Passage given.
┏━━
STAY IN THE PRESENT MOMENT
If you have ever had the opportunity of making the Ignatian Exercises, one of the instructions given for the Third Week, the period of praying the passion and death of Jesus, is to stay in the present moment. We, knowing the story with hindsight, can easily skip what it was really like to live through these terrible events, without any idea or hope of how it would end. Many of those surrounding Jesus had expectations of an overthrow of the existing system. So, what were they experiencing, when all those hopes came crashing down around them on Good Friday?
One version of the Exercises suggests imagining Holy Saturday as a day spent with Jesus’ mother Mary, in the home of John. Both would have been exhausted after the previous day’s events. But as often happens after a death, there is also a need to talk. Would Mary have asked about the last days and weeks of Jesus, that she wasn’t present to? Would John have wanted to hear of Jesus’ childhood and early years in Nazareth? Would others have come to offer words of sympathy. Would Peter or any of the other apostles have felt able to show their faces, given their abandonment of Jesus in his final hours? All concerned, wherever they were, would be coping with shock and grief, trying to make sense of why things were in the mess they were. Remember, you stay in the present, with no hope or comprehension of what is to follow.
SO, WHAT DOES IT MEAN TO KEEP VIGIL?
The word ‘vigil’ comes from the Latin ‘to stay alert’. You stay in the present, with no hope or comprehension of what is to follow. Keeping vigil at a bedside, you try to stay alert, not knowing if it will end in recovery or death. As we know, staying alert in times of anxiety and stress is not always easy. Witness the disciples falling asleep in Gethsemane, despite Jesus asking them to stay awake. In this Easter vigil, we keep watch after the death, when all hope has been extinguished. Played out before us in darkness, one spark sets light to a fire, that then illuminates the paschal candle, that in turn lights many other candles. It only needs that one spark. Afterwards we listen to the scripture texts that keep telling us that God always finds a way, whether it is hovering over chaos and bringing life out of darkness or parting the Red Sea for God’s chosen (if perverse) people to escape.
Each Gospel tells its own story of how the women discovered that Jesus was risen from the dead. Luke says that the women discovered first that the body of Jesus was not there. He was ‘conspicuous by his absence’ (as the saying goes), made glaringly obvious by the fact of not being there.
┗━━
Written exercise.
Please answer these questions using the Easter vigil reflection above.
1. In which week of the Ignatian Exercises is the instruction to stay in the present moment given?
2. From which language does the word "vigil" come, and what does it mean there?
3. According to Luke, what did the women discover first?

Records provided.
┏━━
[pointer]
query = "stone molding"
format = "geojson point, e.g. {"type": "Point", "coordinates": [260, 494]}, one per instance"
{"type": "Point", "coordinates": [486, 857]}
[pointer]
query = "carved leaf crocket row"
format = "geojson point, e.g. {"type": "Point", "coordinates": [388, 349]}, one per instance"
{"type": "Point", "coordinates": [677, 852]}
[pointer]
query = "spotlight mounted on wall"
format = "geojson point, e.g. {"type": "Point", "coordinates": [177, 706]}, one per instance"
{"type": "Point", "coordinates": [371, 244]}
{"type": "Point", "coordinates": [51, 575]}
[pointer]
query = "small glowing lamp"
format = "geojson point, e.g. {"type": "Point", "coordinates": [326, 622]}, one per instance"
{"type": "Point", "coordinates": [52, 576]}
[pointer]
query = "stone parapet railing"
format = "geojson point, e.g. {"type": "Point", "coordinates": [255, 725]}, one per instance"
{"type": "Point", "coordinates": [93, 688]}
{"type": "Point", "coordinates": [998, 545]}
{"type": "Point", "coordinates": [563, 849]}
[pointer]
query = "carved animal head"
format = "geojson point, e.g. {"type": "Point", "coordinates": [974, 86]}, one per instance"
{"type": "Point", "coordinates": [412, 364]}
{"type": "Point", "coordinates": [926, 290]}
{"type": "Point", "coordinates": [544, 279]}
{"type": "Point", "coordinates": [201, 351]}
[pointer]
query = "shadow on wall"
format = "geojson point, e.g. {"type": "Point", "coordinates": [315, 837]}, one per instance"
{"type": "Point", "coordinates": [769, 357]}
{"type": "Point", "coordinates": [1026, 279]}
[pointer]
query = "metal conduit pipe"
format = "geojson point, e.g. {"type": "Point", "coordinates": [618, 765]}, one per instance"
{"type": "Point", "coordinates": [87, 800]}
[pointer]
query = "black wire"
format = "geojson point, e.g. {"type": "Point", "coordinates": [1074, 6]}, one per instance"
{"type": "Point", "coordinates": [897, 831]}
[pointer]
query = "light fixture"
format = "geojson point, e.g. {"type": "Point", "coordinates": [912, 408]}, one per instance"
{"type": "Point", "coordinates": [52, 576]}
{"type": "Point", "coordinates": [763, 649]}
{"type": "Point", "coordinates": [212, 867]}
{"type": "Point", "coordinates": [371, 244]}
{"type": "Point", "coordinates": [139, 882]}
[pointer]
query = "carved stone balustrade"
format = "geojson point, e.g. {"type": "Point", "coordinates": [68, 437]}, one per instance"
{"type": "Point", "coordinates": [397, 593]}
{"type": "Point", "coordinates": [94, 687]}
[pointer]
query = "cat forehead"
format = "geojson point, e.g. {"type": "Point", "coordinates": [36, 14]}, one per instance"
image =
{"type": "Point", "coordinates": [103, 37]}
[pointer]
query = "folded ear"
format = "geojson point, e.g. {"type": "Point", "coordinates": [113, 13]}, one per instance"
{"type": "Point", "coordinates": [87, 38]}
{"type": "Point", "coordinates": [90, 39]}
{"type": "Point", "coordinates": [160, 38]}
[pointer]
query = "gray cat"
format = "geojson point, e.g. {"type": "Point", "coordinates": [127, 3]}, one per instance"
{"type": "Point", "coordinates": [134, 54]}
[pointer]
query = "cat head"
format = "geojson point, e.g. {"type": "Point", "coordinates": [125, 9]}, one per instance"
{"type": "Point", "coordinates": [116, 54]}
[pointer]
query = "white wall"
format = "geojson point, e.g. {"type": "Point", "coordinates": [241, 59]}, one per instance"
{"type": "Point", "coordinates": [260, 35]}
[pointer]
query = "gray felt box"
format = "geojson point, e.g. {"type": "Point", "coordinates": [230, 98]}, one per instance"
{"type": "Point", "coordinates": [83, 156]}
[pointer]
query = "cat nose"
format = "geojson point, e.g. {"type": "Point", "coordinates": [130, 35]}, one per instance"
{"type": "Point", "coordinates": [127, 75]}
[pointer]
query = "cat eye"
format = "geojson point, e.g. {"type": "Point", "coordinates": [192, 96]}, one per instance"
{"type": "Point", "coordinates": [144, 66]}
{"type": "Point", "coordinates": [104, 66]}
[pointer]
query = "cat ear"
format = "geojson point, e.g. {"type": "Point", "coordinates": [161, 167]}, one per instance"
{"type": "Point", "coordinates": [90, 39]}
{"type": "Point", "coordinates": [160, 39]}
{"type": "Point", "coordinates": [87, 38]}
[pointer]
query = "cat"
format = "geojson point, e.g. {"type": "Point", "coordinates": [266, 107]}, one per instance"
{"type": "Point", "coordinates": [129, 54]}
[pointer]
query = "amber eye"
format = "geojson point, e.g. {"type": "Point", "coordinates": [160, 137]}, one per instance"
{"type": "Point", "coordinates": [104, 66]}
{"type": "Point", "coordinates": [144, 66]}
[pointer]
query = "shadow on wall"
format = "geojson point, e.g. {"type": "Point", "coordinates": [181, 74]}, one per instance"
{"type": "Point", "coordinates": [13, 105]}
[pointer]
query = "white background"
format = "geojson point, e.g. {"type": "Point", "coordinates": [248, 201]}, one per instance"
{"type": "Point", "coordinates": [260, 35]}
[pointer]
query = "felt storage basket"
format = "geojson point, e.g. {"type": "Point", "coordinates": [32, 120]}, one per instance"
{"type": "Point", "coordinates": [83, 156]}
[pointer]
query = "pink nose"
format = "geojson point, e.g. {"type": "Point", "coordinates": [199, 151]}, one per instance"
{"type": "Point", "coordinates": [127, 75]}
┗━━
Finished answer.
1. The Third Week, the period of praying the passion and death of Jesus.
2. Latin, meaning "to stay alert."
3. That the body of Jesus was not there.